Thats fair. I see alot of normies do it. They stand same place/time dog park around complex and probably do group workout classes. I guess I gotta start doing that.


----------



## Deleted member 15441 (Oct 29, 2021)

Lawton88 said:


> After college age a lot of females never date among their group of friends and just treat those guys as simps. If females go to a bar/clubs they are usually looking for possible hook ups if you meet their standards. Problem is these mid 20s females that are single have insane standards many times now and a Chad banging them occasionally inflates their egos even more.


Mabey your right. IDK i see ALOT of ltrs.

The single staceys 22-25 still looking for just hookups? I thought they were leverageing youth for LMS Maxed late 20s guys.

Will agree on their standard being insanly high.

So the 2-3 staceys walking on the treadmill this morning at 7:15 am are still looking for pump and dumps or think there going to lockdown a big chad?


----------



## Mongrelcel (Oct 29, 2021)

BMXrider213 said:


> Thats fair. I see alot of normies do it. They stand same place/time dog park around complex and probably do group workout classes. I guess I gotta start doing that.


thats not enought unless youre super good at making friends + keeping the connections, you gotta get a job that allows you to be social


----------



## Lawton88 (Oct 29, 2021)

BMXrider213 said:


> 26.5. tan,gymaxed 5'10. face 6/10 normie rating
> 
> I have options, mabey it's partly being a bitch on the approach/talking to women sober.
> 
> ...



I am older now but the females I see around here in their 20s appear to still be partying a lot. I think the ones that aren't in a LTR by the end of college usually don't plan to settle down until their very late 20s/30.


----------



## Deleted member 15441 (Oct 29, 2021)

Lawton88 said:


> I am older now but the females I see around here in their 20s appear to still be partying a lot. I think the ones that aren't in a LTR by the end of college usually don't plan to settle down until their very late 20s/30.


This could make since. I believe chicks to be VERY bluepilled on agepill for themselves.


----------



## metagross (Oct 29, 2021)

BMXrider213 said:


> This could make since. I believe chicks to be VERY bluepilled on agepill for themselves.


This is absolutely true. 
Women basically go through their entire lives on tutorial mode up to the age of 25.

Data excerpts:
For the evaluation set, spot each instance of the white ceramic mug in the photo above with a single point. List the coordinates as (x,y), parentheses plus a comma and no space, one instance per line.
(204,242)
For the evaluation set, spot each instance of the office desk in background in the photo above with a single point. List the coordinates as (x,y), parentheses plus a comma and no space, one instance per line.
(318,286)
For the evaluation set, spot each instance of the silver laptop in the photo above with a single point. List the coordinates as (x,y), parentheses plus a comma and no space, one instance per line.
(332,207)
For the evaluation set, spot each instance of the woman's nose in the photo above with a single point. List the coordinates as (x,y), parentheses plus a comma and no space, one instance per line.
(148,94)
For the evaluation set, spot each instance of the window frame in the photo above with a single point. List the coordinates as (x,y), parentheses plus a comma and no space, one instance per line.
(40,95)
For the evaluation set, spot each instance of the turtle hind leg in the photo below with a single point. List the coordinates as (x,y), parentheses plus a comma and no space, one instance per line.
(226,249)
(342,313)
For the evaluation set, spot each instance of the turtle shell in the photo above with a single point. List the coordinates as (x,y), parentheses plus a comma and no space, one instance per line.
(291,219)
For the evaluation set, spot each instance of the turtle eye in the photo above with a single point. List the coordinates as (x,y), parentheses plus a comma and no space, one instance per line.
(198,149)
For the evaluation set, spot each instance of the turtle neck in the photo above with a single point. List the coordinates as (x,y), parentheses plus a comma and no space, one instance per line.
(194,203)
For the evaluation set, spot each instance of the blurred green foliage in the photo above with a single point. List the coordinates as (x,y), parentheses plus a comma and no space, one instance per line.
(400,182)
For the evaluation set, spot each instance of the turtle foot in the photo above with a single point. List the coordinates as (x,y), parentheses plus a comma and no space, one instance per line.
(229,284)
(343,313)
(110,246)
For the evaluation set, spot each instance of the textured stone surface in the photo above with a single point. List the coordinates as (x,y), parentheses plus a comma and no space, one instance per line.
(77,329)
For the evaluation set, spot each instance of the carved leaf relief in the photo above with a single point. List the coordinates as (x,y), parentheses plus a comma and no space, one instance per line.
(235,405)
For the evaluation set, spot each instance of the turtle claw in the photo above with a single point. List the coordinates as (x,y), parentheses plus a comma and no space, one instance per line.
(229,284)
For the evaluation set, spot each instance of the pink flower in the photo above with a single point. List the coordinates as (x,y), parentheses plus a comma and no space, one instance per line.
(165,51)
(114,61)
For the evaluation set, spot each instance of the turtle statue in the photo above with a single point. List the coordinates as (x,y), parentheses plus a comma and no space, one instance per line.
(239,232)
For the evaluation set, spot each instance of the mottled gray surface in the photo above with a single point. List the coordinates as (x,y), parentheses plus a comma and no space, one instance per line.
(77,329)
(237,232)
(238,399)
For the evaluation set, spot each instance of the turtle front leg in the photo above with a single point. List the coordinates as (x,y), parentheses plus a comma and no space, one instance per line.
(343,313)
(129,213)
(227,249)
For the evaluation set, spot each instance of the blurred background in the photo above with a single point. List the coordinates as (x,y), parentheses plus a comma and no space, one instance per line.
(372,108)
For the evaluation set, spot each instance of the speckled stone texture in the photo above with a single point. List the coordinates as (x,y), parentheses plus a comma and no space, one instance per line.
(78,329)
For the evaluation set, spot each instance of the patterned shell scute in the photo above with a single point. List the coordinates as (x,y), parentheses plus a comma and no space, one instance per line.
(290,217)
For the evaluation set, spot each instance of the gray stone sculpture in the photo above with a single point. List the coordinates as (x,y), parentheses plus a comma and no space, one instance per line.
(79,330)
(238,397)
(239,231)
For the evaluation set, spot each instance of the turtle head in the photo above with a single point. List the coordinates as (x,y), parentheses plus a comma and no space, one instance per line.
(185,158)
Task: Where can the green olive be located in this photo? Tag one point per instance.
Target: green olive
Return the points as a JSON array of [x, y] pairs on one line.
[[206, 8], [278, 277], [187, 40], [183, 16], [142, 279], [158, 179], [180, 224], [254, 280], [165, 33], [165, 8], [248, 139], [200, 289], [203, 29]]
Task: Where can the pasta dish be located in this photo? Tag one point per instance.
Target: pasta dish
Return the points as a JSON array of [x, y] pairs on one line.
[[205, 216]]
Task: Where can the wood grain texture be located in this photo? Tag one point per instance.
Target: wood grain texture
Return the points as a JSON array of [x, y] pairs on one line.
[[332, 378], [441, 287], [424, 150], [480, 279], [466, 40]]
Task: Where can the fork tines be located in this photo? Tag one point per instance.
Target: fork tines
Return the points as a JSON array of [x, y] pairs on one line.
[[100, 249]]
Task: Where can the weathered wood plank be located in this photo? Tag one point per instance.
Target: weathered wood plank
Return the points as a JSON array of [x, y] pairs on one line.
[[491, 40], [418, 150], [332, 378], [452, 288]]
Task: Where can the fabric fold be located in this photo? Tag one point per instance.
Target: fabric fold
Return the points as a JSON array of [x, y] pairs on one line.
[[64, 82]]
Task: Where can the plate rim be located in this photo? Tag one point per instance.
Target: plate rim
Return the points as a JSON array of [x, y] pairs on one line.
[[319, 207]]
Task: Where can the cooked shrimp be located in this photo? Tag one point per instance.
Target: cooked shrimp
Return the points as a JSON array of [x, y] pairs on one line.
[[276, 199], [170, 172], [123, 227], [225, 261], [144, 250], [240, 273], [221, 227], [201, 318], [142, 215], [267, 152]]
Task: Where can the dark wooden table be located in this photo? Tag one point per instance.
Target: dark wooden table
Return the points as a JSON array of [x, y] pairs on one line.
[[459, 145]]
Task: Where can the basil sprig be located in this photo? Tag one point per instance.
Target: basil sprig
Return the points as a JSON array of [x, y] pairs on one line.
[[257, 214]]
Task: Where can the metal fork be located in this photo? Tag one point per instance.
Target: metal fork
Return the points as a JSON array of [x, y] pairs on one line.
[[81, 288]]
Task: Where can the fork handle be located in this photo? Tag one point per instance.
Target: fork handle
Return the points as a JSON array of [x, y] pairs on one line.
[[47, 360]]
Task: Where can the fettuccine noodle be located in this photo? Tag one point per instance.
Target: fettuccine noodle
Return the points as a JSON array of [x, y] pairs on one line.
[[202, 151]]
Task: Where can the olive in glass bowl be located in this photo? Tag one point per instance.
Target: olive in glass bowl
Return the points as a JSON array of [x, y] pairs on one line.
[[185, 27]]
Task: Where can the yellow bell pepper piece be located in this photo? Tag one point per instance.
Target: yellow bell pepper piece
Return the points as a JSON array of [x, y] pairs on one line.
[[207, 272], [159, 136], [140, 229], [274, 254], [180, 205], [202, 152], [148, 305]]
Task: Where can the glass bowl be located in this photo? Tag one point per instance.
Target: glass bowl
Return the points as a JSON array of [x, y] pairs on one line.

Problems to work on:
[1] In the forum thread, what kind of job does Mongrelcel say you need to get?
[2] Print the part of the forum thread starting with "The single staceys" and going on through "a big chad?".

Worked answers:
[1] A job that allows you to be social.

[2]
The single staceys 22-25 still looking for just hookups? I thought they were leverageing youth for LMS Maxed late 20s guys.

Will agree on their standard being insanly high.

So the 2-3 staceys walking on the treadmill this morning at 7:15 am are still looking for pump and dumps or think there going to lockdown a big chad?